■ Required work
1. In the article on COVID-19 and psychiatric disorders, why did the researchers match the COVID-19 patients with control patients who had a different respiratory tract infection? Answer in one to three sentences.
2. From the article on COVID-19 and psychiatric disorders, copy out the passage from "This allowed researchers" to "were also excluded." word for word.

■ Selected extract

§ §

Authors: Naveen Athrappully via The Epoch Times June 9,2022
A recent study published by Oregon State University discovered that COVID-19 infected individuals have a higher chance of developing psychiatric disorders within about four months of contracting the virus.
For the study, published in World Psychiatry on May 7, researchers used data from the National COVID Cohort Collaborative (N3C). They matched 46,610 patients infected with COVID-19, which can trigger a respiratory tract infection (RTI), with control patients diagnosed with a different RTI.
This allowed researchers to specifically look into how COVID-19 affected the mental health of infected individuals. No patients with any history of mental illness prior to 21 days after a COVID-19 diagnosis were included in the study. Those with a medical record extending a year prior to their COVID-19 diagnosis were also excluded.
Researchers looked at the rate of psychiatric diagnoses in the 46,610 COVID-19 patients for two time periods—the early post-acute phase between 21 and 120 days from the infection and the late post-acute phase between 121 and 365 days from the infection.
The study discovered that COVID-19 patients had a 3.8 percent rate of developing a psychiatric disorder in the early post-acute phase when compared to just 3 percent for other respiratory tract infections. This amounted to a nearly 25 percent higher risk for COVID-19 patients.
However, the researchers did not find such a “significant difference in risk” when they compared COVID-19 late post‐acute phase patients with individuals with other respiratory tract infections.

§ §

■ Extracted entries
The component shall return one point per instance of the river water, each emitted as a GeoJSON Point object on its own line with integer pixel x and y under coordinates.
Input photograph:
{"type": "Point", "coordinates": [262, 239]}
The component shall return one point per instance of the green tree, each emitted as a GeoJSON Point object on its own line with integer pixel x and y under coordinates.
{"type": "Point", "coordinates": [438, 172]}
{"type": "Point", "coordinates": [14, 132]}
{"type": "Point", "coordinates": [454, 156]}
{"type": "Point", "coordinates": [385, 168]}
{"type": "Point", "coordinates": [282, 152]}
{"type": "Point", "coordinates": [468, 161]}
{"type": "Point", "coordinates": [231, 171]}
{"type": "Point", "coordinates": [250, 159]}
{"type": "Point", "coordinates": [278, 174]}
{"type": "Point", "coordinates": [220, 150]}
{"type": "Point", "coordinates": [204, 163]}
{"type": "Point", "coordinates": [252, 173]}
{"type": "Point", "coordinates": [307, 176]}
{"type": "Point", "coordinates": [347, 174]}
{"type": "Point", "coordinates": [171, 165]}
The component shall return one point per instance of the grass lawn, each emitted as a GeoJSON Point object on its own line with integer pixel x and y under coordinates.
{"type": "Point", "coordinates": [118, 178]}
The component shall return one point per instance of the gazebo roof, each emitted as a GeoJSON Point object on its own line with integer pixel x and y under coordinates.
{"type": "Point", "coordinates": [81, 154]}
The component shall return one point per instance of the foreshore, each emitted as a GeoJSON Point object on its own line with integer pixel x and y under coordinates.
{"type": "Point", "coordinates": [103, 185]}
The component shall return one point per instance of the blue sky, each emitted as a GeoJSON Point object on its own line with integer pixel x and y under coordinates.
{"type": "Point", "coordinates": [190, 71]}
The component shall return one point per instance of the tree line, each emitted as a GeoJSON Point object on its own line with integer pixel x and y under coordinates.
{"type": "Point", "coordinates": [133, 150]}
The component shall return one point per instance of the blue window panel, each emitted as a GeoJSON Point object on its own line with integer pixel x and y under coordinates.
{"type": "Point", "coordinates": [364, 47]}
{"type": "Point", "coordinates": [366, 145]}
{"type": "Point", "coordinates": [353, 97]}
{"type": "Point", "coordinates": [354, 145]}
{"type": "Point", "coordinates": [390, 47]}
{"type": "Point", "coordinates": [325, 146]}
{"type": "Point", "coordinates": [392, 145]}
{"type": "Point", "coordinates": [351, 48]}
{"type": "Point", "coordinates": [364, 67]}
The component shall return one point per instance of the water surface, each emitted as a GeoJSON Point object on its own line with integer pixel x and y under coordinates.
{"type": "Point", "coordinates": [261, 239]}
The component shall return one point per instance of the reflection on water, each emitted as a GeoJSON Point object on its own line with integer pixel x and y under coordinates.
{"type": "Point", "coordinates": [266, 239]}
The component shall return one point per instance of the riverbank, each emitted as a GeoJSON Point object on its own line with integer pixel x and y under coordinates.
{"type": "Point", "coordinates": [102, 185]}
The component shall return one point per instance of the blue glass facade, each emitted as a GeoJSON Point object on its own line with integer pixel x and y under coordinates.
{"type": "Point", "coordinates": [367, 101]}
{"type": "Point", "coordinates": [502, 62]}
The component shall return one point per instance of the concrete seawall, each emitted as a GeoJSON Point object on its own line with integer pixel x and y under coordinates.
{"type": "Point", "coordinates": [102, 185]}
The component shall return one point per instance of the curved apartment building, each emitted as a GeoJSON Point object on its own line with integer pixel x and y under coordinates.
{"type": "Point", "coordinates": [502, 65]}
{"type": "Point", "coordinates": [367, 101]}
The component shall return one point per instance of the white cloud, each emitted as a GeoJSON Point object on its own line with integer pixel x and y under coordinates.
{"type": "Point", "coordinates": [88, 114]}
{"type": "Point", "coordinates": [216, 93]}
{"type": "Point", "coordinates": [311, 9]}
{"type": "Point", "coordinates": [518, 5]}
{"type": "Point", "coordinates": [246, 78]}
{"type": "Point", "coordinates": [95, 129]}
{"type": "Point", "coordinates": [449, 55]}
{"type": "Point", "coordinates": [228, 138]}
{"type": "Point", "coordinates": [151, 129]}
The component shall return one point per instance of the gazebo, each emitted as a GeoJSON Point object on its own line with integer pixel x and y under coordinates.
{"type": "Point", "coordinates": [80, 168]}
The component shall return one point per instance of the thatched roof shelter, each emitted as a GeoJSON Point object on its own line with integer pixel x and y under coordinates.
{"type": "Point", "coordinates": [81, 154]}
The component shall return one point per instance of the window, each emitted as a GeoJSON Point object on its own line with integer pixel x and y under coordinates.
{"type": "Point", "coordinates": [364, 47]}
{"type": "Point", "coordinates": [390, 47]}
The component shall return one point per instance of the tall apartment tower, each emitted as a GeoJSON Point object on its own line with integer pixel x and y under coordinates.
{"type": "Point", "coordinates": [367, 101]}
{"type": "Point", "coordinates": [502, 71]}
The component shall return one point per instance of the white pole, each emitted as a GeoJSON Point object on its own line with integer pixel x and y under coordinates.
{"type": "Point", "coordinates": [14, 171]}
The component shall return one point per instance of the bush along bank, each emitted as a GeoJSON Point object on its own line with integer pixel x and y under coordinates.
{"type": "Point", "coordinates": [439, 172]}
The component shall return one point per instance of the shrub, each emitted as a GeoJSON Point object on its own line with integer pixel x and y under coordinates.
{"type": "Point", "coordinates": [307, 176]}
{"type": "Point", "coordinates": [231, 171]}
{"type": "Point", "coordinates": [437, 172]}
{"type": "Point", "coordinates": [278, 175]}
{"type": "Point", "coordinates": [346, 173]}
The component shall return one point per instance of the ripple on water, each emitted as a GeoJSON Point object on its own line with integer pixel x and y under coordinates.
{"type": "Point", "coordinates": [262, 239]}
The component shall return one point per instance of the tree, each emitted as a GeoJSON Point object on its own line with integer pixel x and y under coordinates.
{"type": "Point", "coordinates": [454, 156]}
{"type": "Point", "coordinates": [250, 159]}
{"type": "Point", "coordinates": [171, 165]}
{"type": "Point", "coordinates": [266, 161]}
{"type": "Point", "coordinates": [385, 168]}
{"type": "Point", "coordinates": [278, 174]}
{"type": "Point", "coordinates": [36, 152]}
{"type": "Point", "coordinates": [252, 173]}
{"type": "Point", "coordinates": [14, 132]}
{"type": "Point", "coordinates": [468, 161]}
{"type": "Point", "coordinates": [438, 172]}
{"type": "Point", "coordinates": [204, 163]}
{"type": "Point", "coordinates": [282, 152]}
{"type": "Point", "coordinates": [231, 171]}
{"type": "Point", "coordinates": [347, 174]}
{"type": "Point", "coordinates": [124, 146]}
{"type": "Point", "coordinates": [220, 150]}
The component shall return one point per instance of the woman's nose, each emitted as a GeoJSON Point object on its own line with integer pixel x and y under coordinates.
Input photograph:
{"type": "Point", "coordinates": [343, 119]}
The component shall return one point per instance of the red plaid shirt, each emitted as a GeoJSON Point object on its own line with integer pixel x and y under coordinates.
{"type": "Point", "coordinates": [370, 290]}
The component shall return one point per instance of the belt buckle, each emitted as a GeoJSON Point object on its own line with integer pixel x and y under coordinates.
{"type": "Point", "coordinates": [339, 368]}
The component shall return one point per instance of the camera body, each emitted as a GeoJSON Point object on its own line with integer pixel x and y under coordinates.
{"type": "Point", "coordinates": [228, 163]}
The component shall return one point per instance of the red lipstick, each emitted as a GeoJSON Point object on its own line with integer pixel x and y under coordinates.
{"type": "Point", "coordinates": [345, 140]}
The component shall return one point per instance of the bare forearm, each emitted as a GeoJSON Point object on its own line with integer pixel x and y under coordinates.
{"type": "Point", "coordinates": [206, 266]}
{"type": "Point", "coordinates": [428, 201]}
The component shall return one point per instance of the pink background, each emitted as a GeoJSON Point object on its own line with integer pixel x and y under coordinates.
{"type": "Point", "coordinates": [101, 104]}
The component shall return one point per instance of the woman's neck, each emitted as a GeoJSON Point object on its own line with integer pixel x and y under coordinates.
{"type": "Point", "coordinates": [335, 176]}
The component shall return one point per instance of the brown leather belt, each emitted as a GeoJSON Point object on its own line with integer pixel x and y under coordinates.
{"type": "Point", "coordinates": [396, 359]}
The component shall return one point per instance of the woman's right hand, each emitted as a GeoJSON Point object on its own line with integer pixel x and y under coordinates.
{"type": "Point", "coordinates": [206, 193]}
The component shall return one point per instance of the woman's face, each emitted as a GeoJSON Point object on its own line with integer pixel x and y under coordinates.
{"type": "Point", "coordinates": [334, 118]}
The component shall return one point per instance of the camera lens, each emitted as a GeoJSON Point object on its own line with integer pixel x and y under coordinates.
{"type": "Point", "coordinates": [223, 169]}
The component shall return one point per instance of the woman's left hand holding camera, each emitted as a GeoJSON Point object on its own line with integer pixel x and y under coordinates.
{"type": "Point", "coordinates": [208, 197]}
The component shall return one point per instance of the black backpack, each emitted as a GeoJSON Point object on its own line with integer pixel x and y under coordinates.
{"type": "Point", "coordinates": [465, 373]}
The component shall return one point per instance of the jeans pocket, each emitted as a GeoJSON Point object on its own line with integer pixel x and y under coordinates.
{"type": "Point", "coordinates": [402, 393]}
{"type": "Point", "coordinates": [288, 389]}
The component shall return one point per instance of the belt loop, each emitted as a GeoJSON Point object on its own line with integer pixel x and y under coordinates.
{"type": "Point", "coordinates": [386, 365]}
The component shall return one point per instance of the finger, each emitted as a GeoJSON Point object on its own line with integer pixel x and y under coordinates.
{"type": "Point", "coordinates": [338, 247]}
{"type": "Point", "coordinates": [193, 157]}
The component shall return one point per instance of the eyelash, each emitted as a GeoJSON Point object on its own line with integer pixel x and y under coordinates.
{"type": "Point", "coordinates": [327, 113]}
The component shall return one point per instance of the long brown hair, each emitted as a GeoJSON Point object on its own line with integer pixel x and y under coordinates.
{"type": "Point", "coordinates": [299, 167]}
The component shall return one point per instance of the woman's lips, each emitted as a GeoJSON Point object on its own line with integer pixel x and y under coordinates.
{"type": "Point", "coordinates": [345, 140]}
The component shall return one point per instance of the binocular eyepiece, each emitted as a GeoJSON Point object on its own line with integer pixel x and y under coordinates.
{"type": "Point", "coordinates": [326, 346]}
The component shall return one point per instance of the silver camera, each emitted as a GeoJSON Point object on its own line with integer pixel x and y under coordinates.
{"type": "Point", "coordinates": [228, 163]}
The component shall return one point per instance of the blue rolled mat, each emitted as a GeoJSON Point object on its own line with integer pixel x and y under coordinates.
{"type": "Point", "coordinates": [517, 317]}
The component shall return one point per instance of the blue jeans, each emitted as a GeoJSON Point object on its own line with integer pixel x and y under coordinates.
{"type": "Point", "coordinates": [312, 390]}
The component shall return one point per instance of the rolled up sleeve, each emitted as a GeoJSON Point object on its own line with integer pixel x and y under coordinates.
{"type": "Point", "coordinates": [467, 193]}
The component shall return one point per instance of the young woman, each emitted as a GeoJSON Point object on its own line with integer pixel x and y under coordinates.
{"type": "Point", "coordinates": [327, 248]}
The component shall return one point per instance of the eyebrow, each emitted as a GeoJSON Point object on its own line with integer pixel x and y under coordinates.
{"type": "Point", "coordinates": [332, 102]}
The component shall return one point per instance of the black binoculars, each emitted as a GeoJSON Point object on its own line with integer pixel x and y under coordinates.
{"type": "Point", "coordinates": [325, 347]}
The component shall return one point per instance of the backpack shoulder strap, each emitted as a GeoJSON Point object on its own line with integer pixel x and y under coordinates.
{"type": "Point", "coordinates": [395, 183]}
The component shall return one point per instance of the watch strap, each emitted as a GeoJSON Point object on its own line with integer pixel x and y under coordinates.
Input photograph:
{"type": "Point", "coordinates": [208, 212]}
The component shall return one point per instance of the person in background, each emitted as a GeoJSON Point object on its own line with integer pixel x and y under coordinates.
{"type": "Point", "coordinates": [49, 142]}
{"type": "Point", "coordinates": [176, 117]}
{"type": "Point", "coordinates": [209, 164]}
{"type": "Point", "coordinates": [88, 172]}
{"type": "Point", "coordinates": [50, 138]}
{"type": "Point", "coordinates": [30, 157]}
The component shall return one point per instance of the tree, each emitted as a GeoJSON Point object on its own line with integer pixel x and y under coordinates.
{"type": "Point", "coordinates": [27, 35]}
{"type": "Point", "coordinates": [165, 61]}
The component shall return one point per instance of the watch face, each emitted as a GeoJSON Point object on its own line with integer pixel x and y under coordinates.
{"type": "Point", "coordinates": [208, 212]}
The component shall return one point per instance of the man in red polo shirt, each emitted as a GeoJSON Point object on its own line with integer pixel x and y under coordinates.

§ §

■ Answers to the tasks
1. The researchers matched the 46,610 COVID-19 patients with control patients diagnosed with a different respiratory tract infection so they could look specifically at how COVID-19 affected the mental health of infected individuals. COVID-19 can itself trigger a respiratory tract infection, so this comparison set COVID-19 apart from other such infections.

2.
This allowed researchers to specifically look into how COVID-19 affected the mental health of infected individuals. No patients with any history of mental illness prior to 21 days after a COVID-19 diagnosis were included in the study. Those with a medical record extending a year prior to their COVID-19 diagnosis were also excluded.